DATA RECORDS >>
====
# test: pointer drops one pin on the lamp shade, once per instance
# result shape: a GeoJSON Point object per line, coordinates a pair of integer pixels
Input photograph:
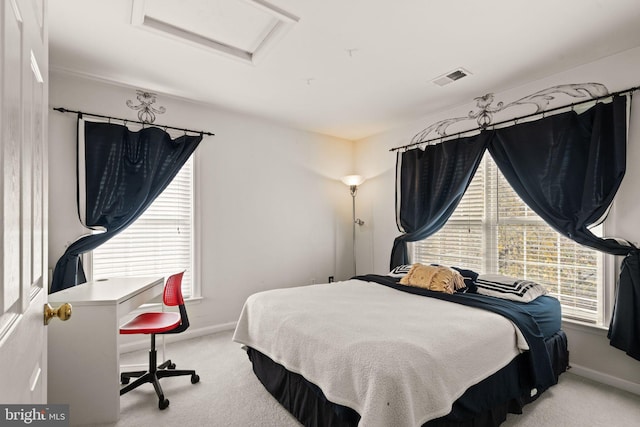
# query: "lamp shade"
{"type": "Point", "coordinates": [352, 180]}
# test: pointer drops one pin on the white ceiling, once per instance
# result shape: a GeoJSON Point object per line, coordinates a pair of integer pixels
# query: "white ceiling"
{"type": "Point", "coordinates": [348, 68]}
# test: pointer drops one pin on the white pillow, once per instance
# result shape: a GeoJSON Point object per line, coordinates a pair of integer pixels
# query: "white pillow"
{"type": "Point", "coordinates": [400, 271]}
{"type": "Point", "coordinates": [511, 288]}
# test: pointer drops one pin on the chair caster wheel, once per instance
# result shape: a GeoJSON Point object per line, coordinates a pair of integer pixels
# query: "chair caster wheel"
{"type": "Point", "coordinates": [162, 404]}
====
PROBLEM STATEMENT >>
Rewrite the lines from the line with "# test: pointer drops one pin on the chair" through the end of the lines as a two-column CSV with the header input,output. Put the text in input and its answer in output, one row for each, with each value in a single quoted field and line breaks replaced by spaces.

RESULT OF THE EXERCISE >>
input,output
"# test: pointer drops one pin on the chair caster wheel, once per instance # result shape: a GeoJSON Point object per line, coordinates a pair of integer pixels # query: ""chair caster wheel""","{""type"": ""Point"", ""coordinates"": [162, 404]}"